Enhanced primary Care PhysioThe Baker’s Cyst

Pain at the back of the knee? It could be a Baker’s cyst. A Baker’s cyst, also known as a popliteal cyst, can provide no symptoms at all, or it can be the cause of swelling located at the back of the knee.

There may be aching, and swelling in the back of the knee. There may be a ‘tight’ sensation felt, especially when the leg is fully extended or even when in a deep squat.

A Baker’s cyst can occur after an injury to the meniscus of the knee joint, with arthritis of the knee, or may involve the knee bursa.

It is made of an outcropping of fluid from the knee joint itself that can be intra-capsular in nature. Occasionally the cyst can rupture, resulting in swelling, redness, and fluid build-up further down the leg.

Just as we cry using our eyes; the Baker’s Cyst is the knee crying into a cyst at the back of the knee.

Treatment of a Baker’s cyst is usually performed by treating the causative symptoms. If it is due to arthritis or meniscal damage, settling these conditions will usually settle the cyst. Relative rest and pain relief may help with discomfort in the short term. In rare conditions steroid injections, drainage, or surgical excision may be performed.

How can physiotherapy assist a Baker’s Cyst?

  • Biomechical assessment – contributing causes to why the pain in the back of the knee.
=====
Requirement 1
According to the passage on Baker's cysts, what is another name for a Baker's cyst?
Requirement 2
Reproduce the passage on Baker's cysts between "A Baker’s cyst can" and "a Baker’s Cyst?", inclusive.
You won't need the data that comes after this.
=====
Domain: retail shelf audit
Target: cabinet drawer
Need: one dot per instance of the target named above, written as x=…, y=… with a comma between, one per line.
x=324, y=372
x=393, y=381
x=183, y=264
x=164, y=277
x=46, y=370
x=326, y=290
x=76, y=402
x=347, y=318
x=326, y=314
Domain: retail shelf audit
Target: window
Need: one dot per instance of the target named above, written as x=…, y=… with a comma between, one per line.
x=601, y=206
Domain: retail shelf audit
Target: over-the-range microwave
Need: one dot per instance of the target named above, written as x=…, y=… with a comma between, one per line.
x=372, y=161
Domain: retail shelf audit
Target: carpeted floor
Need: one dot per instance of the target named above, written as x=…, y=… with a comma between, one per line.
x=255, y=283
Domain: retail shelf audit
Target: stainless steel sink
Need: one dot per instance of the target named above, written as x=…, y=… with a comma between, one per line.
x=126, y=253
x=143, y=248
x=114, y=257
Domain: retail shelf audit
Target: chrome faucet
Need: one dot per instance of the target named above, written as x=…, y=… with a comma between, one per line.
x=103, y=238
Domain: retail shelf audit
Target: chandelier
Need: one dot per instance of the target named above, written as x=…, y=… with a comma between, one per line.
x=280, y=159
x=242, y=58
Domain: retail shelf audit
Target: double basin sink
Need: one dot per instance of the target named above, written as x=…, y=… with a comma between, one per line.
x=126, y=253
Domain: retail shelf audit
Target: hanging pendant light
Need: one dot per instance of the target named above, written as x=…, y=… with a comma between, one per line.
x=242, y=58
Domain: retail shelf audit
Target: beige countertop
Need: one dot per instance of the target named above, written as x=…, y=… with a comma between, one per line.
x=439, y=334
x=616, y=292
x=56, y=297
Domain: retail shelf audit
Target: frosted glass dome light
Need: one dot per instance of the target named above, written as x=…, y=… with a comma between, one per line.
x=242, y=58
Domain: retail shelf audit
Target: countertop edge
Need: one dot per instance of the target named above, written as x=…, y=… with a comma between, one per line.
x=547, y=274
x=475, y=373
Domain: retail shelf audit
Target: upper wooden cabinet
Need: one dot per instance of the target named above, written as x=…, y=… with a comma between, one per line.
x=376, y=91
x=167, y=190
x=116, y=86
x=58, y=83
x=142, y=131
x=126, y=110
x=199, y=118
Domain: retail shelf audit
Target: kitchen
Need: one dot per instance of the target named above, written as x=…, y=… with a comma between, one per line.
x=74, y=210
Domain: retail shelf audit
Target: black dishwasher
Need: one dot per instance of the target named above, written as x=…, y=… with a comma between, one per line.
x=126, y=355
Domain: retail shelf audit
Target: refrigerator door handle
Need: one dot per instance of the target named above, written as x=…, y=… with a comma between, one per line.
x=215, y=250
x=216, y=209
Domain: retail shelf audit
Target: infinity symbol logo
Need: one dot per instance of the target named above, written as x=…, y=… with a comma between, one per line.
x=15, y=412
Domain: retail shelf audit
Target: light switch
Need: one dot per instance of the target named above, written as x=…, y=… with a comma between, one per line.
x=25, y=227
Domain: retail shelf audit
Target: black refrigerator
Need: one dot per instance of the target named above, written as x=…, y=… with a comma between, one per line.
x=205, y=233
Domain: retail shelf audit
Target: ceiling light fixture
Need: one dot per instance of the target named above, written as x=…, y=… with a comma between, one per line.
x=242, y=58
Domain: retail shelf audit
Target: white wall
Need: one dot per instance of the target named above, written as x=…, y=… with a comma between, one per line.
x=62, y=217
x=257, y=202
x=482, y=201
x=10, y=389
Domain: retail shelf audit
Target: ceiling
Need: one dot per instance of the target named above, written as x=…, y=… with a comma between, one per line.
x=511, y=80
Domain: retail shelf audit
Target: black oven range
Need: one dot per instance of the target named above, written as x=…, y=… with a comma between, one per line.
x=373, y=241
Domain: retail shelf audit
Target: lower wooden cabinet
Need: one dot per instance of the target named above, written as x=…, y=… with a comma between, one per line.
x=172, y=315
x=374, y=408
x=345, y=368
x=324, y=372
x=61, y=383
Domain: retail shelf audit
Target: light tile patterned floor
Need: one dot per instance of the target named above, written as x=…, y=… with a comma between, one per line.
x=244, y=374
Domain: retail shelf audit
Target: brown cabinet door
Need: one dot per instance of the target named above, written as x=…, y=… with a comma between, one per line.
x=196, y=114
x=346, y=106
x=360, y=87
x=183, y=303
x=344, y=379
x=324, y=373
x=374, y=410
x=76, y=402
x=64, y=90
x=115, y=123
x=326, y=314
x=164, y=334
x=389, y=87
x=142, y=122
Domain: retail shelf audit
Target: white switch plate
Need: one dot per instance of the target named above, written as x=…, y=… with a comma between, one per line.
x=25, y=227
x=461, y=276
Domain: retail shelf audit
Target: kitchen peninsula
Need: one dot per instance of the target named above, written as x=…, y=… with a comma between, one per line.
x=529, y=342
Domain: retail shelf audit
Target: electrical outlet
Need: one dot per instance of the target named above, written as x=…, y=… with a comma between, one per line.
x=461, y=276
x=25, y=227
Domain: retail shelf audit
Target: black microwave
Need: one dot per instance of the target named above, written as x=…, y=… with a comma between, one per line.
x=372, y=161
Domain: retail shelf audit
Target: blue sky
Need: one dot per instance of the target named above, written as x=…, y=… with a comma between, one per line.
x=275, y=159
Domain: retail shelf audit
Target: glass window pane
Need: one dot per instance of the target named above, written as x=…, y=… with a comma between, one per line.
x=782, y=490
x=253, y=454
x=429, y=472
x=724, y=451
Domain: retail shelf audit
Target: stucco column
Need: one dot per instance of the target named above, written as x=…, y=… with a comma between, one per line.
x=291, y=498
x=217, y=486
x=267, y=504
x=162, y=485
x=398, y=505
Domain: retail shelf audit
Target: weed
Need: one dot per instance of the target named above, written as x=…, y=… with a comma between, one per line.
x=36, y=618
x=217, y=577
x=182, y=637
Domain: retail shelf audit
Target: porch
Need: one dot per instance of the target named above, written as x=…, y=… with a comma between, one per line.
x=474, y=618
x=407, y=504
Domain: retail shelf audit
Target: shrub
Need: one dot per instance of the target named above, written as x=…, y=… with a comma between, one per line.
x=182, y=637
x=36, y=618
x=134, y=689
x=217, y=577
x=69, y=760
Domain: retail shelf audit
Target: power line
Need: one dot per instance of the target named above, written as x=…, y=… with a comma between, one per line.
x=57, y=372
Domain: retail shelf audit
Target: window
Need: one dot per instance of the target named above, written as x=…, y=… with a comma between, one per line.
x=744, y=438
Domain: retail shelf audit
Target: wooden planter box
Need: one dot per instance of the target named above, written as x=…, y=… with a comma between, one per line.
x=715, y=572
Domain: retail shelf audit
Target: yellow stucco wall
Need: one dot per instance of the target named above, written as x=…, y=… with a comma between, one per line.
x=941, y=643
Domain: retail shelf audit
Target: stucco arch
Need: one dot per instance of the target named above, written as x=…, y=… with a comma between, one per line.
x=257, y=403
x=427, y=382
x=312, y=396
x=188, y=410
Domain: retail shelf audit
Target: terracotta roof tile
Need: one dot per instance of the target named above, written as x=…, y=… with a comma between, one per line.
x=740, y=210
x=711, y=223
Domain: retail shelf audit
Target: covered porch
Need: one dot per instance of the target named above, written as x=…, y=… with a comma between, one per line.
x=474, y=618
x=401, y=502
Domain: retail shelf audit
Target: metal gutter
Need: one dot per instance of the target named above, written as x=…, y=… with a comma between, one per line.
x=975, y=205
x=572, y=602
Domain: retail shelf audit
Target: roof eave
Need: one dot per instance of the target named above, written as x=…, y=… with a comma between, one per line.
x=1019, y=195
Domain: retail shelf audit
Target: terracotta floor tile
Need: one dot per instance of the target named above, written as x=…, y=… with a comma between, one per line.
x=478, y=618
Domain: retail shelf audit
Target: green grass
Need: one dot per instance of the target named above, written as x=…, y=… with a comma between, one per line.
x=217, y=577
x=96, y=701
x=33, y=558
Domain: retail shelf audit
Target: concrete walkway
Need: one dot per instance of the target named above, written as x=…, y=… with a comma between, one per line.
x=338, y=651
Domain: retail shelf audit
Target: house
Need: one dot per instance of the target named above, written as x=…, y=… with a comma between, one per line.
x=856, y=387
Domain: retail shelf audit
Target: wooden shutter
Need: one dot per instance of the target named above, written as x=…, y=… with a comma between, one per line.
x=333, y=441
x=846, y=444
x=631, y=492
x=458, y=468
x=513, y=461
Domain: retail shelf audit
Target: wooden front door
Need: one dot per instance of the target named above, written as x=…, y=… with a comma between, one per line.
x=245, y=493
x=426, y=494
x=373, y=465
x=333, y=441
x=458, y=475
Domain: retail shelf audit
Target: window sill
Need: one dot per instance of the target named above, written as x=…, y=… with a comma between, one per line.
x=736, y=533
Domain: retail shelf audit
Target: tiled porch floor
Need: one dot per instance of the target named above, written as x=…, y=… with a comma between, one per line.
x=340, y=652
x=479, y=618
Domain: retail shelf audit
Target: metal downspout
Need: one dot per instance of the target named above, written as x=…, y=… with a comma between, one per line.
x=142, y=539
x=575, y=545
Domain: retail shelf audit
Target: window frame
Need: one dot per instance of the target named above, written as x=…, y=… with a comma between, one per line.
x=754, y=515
=====
Problem solution 1
A popliteal cyst.

Problem solution 2
A Baker’s cyst can occur after an injury to the meniscus of the knee joint, with arthritis of the knee, or may involve the knee bursa.

It is made of an outcropping of fluid from the knee joint itself that can be intra-capsular in nature. Occasionally the cyst can rupture, resulting in swelling, redness, and fluid build-up further down the leg.

Just as we cry using our eyes; the Baker’s Cyst is the knee crying into a cyst at the back of the knee.

Treatment of a Baker’s cyst is usually performed by treating the causative symptoms. If it is due to arthritis or meniscal damage, settling these conditions will usually settle the cyst. Relative rest and pain relief may help with discomfort in the short term. In rare conditions steroid injections, drainage, or surgical excision may be performed.

How can physiotherapy assist a Baker’s Cyst?